**Directions for this task:** Every line of the data is to be output verbatim.

[Dataset entries]
----

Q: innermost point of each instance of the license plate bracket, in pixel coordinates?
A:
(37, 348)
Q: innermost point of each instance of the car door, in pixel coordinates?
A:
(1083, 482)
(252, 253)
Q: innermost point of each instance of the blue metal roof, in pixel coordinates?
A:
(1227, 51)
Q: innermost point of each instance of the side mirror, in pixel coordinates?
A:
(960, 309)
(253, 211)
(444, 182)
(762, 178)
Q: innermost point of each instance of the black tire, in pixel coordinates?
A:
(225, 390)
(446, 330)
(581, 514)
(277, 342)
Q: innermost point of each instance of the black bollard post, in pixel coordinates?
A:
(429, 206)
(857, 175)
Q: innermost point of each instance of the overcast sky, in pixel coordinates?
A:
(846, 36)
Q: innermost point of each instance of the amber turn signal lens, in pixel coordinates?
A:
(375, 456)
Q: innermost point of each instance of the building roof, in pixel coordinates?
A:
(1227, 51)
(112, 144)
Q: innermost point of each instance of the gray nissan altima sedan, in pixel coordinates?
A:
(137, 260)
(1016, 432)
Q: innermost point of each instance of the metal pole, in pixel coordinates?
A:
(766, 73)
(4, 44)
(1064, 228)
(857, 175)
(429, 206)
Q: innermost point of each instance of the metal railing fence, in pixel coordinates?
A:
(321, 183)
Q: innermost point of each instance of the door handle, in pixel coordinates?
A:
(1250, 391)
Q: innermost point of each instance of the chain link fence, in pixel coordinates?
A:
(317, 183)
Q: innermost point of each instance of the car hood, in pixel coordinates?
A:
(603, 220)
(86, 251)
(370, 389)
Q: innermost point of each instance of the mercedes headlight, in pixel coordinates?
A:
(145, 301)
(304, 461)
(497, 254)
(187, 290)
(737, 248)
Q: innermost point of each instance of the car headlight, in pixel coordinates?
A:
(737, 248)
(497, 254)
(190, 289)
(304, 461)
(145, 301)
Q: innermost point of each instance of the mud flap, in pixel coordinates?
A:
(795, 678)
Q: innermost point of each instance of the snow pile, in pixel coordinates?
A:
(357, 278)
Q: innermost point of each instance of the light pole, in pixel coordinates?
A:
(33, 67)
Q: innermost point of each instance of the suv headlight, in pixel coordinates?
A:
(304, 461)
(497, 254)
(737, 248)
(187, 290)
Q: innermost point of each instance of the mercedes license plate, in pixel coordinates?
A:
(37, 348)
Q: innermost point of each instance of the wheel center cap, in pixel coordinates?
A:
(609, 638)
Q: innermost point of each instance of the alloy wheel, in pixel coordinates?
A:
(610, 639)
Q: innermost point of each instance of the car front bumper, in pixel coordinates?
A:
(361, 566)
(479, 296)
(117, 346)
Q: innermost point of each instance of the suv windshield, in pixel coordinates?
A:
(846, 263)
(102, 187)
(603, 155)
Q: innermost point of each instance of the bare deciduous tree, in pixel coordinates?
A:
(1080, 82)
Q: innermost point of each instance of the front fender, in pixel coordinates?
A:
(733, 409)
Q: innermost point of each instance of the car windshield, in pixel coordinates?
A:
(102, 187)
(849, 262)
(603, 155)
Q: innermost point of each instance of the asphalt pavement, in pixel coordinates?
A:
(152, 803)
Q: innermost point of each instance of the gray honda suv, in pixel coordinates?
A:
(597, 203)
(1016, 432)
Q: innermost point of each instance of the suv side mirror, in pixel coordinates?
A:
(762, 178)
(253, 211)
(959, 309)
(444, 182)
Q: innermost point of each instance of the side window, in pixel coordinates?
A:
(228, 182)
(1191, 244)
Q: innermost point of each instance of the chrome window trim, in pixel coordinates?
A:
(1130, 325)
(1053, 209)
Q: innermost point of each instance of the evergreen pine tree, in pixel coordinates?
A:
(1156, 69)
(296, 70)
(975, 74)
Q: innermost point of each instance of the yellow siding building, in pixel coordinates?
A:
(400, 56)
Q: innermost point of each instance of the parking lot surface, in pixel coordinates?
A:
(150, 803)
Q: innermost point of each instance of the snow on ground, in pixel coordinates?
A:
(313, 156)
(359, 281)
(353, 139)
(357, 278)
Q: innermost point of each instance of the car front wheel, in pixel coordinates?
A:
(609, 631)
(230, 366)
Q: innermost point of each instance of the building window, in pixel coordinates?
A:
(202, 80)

----

**Response to this exercise:**
Q: innermost point of each instance of the license plate bracket, in pixel coordinates?
A:
(37, 348)
Q: innermost point of each instance of the car door, in pixel coordinates?
A:
(1083, 482)
(252, 253)
Q: innermost point of each instance of the blue metal roof, in pixel coordinates?
A:
(1227, 51)
Q: innermost point of each instance of the side mirror, in pixel coordinates?
A:
(960, 309)
(253, 211)
(444, 182)
(762, 178)
Q: innermost point of each instance of the black tire, in pixel coordinates?
A:
(225, 390)
(446, 330)
(581, 514)
(277, 342)
Q: innermost point of each instance of the black bollard post, in pixel coordinates?
A:
(429, 206)
(857, 175)
Q: innermost point of each instance of the overcast sky, in pixel coordinates?
A:
(846, 36)
Q: innermost point of each instance of the amber turn signal lens, in pixel coordinates?
A:
(375, 456)
Q: innermost point of each instance of the building roof, in pixel coordinates?
A:
(1227, 51)
(112, 144)
Q: innermost point of each instance of the gray nissan altima sedan, in pixel coordinates?
A:
(137, 260)
(1016, 432)
Q: innermost point of each instance of the metal pole, in pixel coordinates?
A:
(766, 73)
(4, 44)
(1064, 228)
(857, 175)
(429, 206)
Q: innermost point of each instance of the metal railing fence, in pixel coordinates?
A:
(321, 183)
Q: innermost point of each instance of the door handle, in pixel coordinates?
A:
(1250, 391)
Q: innermost point of each instance of the chain link fence, in pixel coordinates?
A:
(317, 183)
Q: innermost point of each instance of the car hood, in pixel coordinates?
A:
(603, 220)
(86, 251)
(370, 389)
Q: innermost point of each instance of the mercedes headlight, in pixel coordinates?
A:
(145, 301)
(304, 461)
(497, 254)
(187, 290)
(737, 248)
Q: innermost point of each instance of the car headlight, in pixel coordinates?
A:
(737, 248)
(497, 254)
(190, 289)
(304, 461)
(145, 301)
Q: innermost point of each instance of the mud flap, in pixel coordinates?
A:
(795, 678)
Q: innermost point of each instance of the snow pile, in pixel coordinates?
A:
(357, 278)
Q: innermost point of each instance of the light pole, in pixel coordinates?
A:
(33, 67)
Q: innermost point of each instance of the suv headlight, in pixel coordinates?
A:
(304, 461)
(497, 254)
(737, 248)
(187, 290)
Q: innermost point of each instance of the mercedes license plate, in pixel coordinates?
A:
(37, 348)
Q: innermost point of each instance of the wheel center cap, in pixel coordinates?
A:
(609, 638)
Q: innermost point of each instance of the alloy wheel, in pixel coordinates?
A:
(610, 639)
Q: innermost point of each instance of the car front bumper, in pixel coordinates?
A:
(361, 566)
(479, 296)
(117, 346)
Q: innermost point of each instance of the suv windshield, in pixel coordinates?
A:
(846, 263)
(102, 187)
(603, 155)
Q: innermost point of each instance of the bare deciduous tree, in pixel coordinates?
A:
(1080, 82)
Q: innermost point of each instance of the front fender, in pixel coordinates?
A:
(733, 409)
Q: innermost point of each instance of the car windshield, in pixel coordinates?
A:
(102, 187)
(849, 262)
(603, 155)
Q: innermost point of each instance of the asphalt pavement, in pixel coordinates?
A:
(152, 803)
Q: innermost point of each instance of the gray honda suv, in pixel coordinates?
A:
(597, 203)
(1016, 432)
Q: innermost point of each instance of the suv side mirror, in pixel coordinates?
A:
(762, 178)
(253, 211)
(959, 309)
(444, 182)
Q: innermost point of each instance of the side window, in pixel coordinates?
A:
(228, 182)
(1191, 244)
Q: innermost point of each instance of the chrome window trim, in pixel coordinates?
A:
(1130, 325)
(1053, 209)
Q: innermost point of each instance of the evergreen pine tree, in pixel coordinates?
A:
(1156, 69)
(296, 70)
(975, 74)
Q: innermost point of each instance of the yellow siding building, in pixel coordinates?
A:
(400, 56)
Q: innermost point of each instance of the parking lot surface, in pixel coordinates?
A:
(150, 803)
Q: innermost point of each instance of the snow on ground, in pixel coordinates?
A:
(313, 156)
(359, 281)
(353, 139)
(357, 278)
Q: innermost point of each instance of the car front wheel, in pixel coordinates?
A:
(609, 631)
(230, 366)
Q: innermost point of each instance of the building window, in pixel coordinates?
A:
(202, 80)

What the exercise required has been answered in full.